Michelle Shocked – Arkansas Traveller

Sie könnte längst eine Ikone vom Rang einer Lucinda Williams sein, wenn sie nicht ganz bewusst so viele, manchmal nicht recht nachvollziehbare Häutungen gemacht hätte. Im selben Jahr wie „Lucinda Williams“ erschien von ihr „Short Sharp Shocked“, ein Meisterwerk, das kürzlich als Doppel-CD remastered neu aufgelegt – 16 Jahre später noch famoser klingt als damals. Das war der Stoff, aus dem gewöhnlich Kultfiguren geboren werden. Mit dem Studio-Debüt (Producer: Pete Anderson) war der Texanerin ein Meisterwerk im Alt Country-Genre gelungen, bevor der Begriff überhaupt in Mode kam. Ein noch weit kompletteres Bild der Künstlerin, auch ihre Folk- und Blues-Roots dokumentierend, bietet die Expanded Edition. Dwight Yoakam wird das verschmerzen, wenn Pete Anderson in seinen Liner Notes dazu bekennt: „It’s the best record I’ve ever made.“

Aber anstatt dort konsequent anzuknüpfen, schockierte Miss Shocked die Plattenfirma ein Jahr darauf mit einem Ausflug in den Big-Band-Jazz der 40er Jahre und wechselte für „Captain Swing“ komplett die musikalische Identität aus. Vielleicht wollte sie uns damit ja sagen, dass die Wurzeln aller Rockmusik bis in jene Jahre zurück reichen.

Ziel der Aufgabe: Wer war laut dem Text über Michelle Shocked der Produzent ihres Studio-Debüts „Short Sharp Shocked“?

Gezeigte Einträge:
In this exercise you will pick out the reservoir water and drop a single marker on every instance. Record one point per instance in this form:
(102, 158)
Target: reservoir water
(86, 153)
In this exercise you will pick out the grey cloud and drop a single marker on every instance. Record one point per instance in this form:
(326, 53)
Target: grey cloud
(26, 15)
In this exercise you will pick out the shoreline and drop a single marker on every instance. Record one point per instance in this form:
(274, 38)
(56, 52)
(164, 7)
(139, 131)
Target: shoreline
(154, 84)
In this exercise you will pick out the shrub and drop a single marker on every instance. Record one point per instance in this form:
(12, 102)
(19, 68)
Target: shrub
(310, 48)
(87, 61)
==
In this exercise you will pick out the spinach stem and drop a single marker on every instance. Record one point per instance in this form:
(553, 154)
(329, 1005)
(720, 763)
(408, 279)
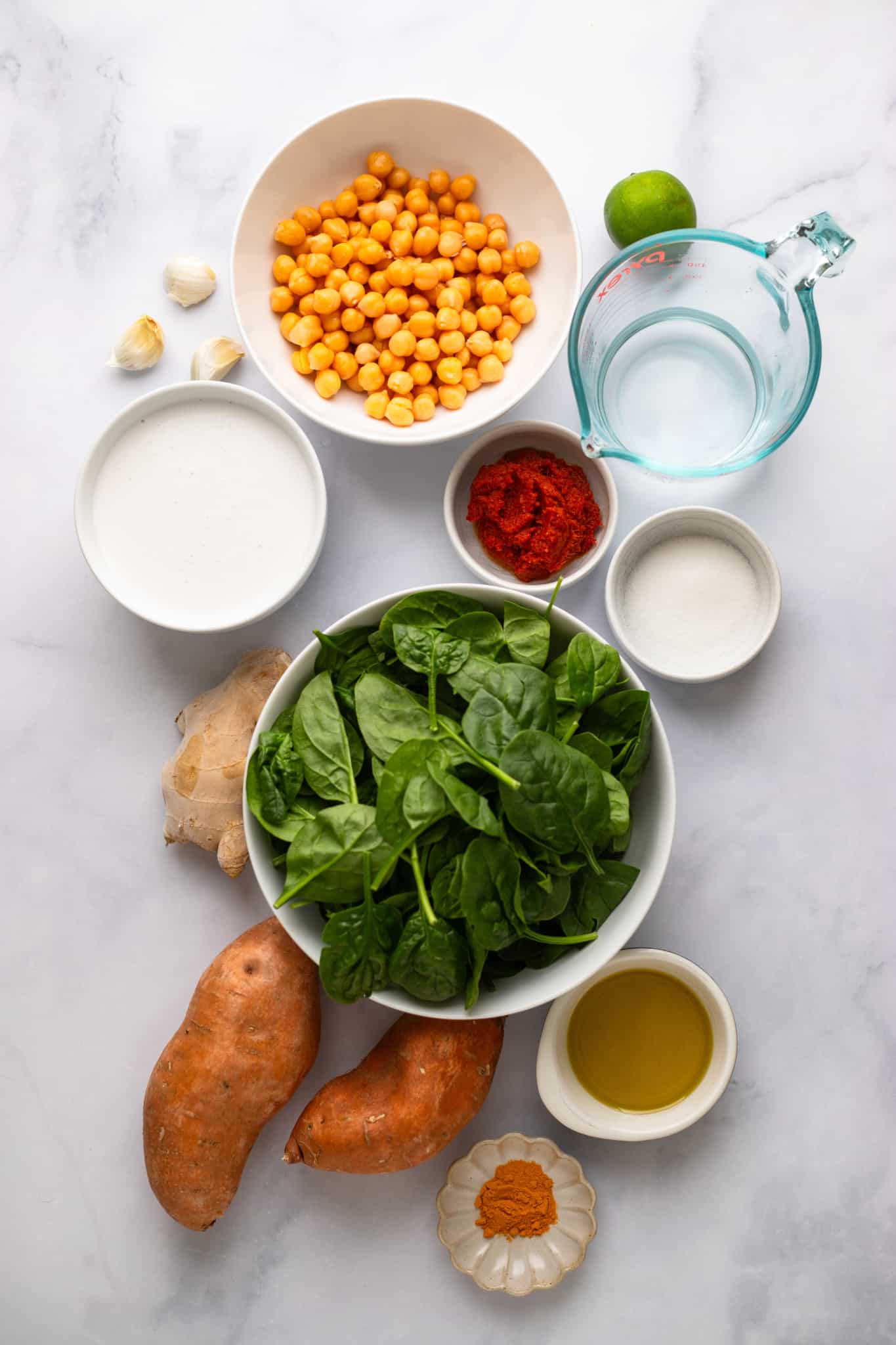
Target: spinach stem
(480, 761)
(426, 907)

Deine Antwort: Pete Anderson.